§ What the task asks
Do these statements agree with the course text? (a) The human rights course focuses only on the U.S. experience. (b) Students in the human rights course will meet practitioners from medicine. (c) Surrogacy is used only by heterosexual people. For each, answer yes or no and quote the deciding words.

§ Study text
- - -

What makes reproduction queer, and how do queers reproduce? In some senses, more people than ever before have access to reproductive technologies and to family building resources. People of all genders and sexualities utilize tools to combat infertility such as in vitro fertilization, gamete donation, surrogacy, and adoption, sometimes reproducing the normative family form and other times expanding it.

Contemporary Issues in Human Rights

This course examines basic human rights norms and concepts - and mechanisms of protection and enforcement - through the lens of selected contemporary human rights cases.  We focus primarily (but not exclusively) on the U.S. experience and place it in a global context. Students will have an opportunity to meet with experienced human rights “practitioners” during the course from the arts, journalism, medicine, and law. Learning about the reality of human rights “practice” is a core element of this course. The course will address contemporary human rights concerns, focusing on U.S.

- - -

(Stored items from a collection)

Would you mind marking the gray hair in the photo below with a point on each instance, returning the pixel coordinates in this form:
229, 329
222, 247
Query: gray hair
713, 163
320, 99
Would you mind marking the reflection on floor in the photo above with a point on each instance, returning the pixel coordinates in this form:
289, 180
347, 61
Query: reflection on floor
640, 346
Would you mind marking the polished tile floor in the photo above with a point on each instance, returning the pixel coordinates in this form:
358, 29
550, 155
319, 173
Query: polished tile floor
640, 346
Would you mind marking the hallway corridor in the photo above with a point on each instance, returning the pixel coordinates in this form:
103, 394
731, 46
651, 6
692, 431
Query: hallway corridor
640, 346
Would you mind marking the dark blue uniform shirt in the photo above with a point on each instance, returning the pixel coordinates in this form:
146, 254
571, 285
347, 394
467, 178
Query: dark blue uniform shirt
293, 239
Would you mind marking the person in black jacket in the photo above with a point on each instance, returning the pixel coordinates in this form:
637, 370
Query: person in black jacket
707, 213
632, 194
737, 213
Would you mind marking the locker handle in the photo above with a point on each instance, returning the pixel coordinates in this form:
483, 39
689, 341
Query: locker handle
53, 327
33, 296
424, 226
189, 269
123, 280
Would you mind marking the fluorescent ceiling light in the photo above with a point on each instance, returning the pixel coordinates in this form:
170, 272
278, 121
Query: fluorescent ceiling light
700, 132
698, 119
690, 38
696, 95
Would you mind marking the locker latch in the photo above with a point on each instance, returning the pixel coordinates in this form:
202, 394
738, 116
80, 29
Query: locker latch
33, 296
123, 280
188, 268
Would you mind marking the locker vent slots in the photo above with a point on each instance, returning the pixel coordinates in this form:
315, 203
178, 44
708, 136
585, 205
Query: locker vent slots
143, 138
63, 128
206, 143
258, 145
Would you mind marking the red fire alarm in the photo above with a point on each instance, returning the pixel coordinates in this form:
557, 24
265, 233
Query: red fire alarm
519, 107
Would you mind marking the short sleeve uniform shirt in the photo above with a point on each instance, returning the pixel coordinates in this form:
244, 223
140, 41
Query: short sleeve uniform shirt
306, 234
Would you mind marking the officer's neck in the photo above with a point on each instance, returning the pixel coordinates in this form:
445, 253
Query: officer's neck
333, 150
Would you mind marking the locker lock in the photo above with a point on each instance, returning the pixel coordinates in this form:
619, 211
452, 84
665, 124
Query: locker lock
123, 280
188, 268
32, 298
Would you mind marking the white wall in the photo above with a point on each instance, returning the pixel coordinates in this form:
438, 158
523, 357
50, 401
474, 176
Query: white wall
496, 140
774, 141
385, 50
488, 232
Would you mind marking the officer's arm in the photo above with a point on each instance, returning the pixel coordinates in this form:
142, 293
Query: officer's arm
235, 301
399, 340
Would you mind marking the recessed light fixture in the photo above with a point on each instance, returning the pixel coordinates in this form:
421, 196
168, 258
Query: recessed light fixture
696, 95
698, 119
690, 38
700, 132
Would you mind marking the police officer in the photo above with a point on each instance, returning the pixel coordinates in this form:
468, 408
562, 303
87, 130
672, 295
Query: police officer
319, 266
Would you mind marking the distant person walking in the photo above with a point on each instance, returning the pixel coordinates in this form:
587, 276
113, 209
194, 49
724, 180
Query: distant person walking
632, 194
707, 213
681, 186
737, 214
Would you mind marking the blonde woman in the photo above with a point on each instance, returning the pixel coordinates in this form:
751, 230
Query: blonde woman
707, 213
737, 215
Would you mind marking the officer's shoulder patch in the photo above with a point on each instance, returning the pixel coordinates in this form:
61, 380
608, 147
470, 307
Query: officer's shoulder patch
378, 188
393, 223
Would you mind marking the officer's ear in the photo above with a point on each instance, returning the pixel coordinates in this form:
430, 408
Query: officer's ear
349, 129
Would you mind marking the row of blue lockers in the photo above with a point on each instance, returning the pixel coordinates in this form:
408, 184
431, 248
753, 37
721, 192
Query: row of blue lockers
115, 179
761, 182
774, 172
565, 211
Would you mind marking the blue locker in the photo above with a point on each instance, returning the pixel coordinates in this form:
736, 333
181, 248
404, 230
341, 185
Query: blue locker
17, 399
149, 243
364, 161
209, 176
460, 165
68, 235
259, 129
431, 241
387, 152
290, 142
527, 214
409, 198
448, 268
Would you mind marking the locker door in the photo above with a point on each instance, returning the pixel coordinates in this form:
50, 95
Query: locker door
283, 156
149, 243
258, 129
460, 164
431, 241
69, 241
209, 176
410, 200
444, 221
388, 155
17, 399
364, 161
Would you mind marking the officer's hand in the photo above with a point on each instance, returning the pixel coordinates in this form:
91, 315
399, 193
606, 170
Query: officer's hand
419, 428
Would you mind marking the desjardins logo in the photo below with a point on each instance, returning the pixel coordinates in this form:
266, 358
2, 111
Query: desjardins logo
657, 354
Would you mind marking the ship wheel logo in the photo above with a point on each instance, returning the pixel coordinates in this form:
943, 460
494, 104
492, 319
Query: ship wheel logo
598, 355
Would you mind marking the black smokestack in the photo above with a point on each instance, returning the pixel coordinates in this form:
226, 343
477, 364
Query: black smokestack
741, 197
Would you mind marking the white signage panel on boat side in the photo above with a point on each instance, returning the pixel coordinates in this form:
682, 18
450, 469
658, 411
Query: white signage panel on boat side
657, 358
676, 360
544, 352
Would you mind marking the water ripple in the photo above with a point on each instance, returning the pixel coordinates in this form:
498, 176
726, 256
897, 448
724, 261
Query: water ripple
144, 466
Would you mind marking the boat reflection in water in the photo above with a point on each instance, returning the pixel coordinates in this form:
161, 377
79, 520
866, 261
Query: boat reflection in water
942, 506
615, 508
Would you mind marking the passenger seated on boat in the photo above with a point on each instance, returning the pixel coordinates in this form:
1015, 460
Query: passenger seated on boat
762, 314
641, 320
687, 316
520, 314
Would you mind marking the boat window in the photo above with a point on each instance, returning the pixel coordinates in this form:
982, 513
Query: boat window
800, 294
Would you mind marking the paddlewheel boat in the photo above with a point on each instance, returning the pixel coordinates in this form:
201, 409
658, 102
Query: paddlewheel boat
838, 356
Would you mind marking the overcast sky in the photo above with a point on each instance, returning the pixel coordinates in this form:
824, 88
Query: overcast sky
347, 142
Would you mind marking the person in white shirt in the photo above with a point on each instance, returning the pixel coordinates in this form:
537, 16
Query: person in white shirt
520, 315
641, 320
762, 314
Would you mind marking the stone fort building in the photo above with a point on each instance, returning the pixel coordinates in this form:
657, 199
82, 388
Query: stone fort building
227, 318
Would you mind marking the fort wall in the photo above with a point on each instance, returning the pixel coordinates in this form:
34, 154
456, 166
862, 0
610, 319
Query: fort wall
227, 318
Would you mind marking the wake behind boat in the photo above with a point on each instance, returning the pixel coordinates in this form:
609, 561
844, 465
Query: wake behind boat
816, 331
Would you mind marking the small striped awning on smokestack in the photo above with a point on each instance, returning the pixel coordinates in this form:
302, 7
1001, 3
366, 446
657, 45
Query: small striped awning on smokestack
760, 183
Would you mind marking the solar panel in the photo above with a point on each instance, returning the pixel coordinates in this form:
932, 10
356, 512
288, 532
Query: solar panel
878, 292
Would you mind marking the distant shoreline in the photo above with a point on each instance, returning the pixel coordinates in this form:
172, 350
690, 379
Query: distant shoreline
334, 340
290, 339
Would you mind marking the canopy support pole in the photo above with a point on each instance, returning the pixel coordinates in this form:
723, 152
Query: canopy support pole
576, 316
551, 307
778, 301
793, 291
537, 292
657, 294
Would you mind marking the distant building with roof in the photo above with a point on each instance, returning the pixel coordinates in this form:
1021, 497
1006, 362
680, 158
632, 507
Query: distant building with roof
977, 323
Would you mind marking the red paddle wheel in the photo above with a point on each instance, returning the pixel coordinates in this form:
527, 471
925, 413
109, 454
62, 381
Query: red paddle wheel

- - -

§ Output below
(a) No: "We focus primarily (but not exclusively) on the U.S. experience"
(b) Yes: "Students will have an opportunity to meet with experienced human rights “practitioners” during the course from the arts, journalism, medicine, and law."
(c) No: "People of all genders and sexualities utilize tools to combat infertility such as in vitro fertilization, gamete donation, surrogacy, and adoption"